## BEGIN Raw records

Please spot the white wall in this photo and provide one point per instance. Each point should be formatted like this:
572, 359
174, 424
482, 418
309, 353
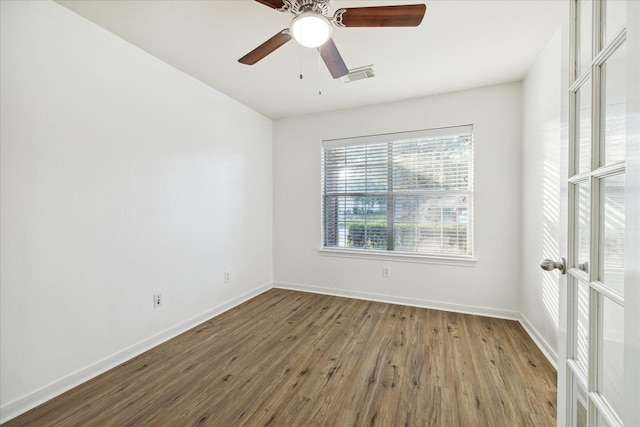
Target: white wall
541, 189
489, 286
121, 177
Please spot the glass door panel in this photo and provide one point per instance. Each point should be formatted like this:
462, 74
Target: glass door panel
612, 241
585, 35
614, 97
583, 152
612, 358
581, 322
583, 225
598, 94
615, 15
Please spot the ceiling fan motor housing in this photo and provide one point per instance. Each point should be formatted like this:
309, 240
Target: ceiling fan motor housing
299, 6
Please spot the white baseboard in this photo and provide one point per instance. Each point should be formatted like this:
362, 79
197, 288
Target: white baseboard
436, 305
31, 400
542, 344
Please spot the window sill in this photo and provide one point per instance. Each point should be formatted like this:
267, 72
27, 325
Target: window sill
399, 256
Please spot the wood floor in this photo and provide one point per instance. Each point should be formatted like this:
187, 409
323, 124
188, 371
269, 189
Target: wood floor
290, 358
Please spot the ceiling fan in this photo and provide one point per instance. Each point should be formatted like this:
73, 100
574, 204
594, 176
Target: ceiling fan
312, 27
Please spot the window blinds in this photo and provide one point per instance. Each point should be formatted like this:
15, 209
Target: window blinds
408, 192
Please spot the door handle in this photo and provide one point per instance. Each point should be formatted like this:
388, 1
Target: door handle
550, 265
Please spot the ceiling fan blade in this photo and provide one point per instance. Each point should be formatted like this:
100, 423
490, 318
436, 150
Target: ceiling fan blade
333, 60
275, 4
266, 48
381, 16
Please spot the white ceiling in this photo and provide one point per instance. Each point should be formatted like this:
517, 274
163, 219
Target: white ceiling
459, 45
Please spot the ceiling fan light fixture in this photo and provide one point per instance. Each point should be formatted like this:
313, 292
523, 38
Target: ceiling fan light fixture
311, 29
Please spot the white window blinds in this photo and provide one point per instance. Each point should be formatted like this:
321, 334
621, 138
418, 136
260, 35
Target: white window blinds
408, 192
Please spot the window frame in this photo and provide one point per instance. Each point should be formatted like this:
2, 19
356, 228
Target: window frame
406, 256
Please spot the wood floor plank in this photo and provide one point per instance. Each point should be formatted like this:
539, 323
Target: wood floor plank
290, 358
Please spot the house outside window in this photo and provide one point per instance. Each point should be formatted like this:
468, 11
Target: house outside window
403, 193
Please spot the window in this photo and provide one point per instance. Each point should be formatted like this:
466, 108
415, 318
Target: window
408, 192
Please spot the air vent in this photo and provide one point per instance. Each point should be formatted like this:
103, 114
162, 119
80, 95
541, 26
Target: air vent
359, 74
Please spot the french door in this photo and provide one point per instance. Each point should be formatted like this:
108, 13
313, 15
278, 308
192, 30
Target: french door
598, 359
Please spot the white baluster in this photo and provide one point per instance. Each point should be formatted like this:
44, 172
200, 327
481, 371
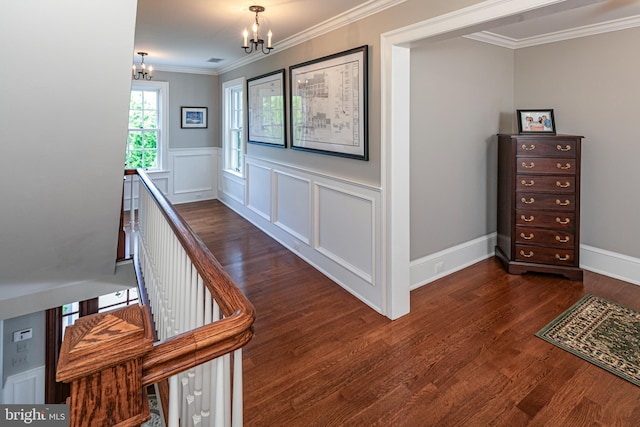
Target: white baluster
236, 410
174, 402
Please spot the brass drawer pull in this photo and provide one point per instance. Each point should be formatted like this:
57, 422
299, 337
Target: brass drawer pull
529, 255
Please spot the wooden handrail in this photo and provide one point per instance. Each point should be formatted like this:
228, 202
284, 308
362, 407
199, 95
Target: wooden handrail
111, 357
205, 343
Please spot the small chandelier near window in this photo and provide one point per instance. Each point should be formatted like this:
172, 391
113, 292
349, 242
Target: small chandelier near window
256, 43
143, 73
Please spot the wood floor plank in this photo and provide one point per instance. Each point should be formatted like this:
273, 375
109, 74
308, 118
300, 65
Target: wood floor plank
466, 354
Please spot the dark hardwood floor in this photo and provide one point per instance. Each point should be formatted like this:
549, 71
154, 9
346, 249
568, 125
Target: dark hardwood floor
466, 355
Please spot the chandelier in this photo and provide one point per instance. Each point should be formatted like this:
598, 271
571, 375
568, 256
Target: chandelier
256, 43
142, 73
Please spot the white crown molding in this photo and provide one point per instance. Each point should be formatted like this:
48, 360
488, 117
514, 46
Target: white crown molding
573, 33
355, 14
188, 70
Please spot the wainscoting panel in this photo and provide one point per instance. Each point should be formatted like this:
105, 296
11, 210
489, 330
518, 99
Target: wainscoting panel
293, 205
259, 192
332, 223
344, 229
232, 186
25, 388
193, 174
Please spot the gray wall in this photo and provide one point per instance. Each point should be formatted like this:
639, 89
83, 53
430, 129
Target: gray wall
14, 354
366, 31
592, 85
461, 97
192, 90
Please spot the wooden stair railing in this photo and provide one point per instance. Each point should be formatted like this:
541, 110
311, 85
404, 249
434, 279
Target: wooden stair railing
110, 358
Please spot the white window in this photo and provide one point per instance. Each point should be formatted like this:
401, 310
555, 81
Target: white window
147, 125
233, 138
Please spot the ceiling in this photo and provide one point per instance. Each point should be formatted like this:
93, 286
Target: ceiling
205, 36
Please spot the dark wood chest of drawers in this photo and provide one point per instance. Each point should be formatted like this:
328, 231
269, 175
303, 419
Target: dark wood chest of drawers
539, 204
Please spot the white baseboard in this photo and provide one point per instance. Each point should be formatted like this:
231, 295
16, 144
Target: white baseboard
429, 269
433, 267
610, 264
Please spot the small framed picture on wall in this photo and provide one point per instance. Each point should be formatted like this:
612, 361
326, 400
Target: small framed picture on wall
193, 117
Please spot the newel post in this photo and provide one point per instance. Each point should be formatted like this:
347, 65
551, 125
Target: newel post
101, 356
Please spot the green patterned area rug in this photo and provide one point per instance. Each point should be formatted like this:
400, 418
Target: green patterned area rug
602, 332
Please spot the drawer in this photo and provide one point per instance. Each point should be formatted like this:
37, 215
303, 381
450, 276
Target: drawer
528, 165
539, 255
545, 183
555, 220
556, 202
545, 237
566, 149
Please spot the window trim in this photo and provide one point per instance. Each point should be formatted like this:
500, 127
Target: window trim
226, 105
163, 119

## END Raw records
## BEGIN Raw records

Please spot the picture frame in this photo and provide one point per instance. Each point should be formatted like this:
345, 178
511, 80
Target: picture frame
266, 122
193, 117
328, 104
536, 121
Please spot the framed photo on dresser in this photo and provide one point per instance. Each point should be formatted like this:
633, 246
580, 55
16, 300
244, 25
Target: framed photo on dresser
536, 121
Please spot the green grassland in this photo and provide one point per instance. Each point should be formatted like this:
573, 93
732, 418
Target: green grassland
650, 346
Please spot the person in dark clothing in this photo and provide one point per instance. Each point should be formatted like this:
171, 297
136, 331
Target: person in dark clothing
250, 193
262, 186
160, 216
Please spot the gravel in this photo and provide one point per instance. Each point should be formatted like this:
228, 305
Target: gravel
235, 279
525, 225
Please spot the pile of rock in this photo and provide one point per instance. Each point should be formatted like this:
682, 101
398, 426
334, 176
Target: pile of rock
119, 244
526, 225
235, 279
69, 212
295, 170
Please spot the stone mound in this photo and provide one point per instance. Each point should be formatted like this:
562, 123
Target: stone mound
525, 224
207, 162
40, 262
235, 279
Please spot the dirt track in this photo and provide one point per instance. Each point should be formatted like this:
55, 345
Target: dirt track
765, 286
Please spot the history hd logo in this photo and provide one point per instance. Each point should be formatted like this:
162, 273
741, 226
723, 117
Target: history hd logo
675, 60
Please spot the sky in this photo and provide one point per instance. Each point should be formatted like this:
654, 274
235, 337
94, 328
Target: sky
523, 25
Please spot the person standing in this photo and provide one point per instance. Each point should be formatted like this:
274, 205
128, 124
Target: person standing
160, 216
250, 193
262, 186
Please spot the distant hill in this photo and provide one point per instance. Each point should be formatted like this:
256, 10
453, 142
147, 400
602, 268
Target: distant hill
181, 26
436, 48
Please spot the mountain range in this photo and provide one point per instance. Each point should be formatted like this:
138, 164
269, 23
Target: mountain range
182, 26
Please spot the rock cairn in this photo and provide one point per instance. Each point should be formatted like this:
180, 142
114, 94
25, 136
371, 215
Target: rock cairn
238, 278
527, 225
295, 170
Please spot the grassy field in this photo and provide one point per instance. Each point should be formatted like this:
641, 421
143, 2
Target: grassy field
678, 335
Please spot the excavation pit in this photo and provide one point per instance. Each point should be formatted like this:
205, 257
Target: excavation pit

## END Raw records

- Exercise brief:
Change "grassy field" to "open meadow" in the data starting with the line with "Please spot the grassy" and going on through the line with "Target: excavation pit", then write out those lines again with nothing else altered.

- Reply to the exercise:
Please spot the open meadow in this photo and provide one point per instance. Each point should be formatted like this:
641, 421
143, 2
Target: open meadow
678, 335
Please spot the excavation pit in this photo and provide one point per instance. Each point should be formatted like this:
205, 257
Target: excavation pit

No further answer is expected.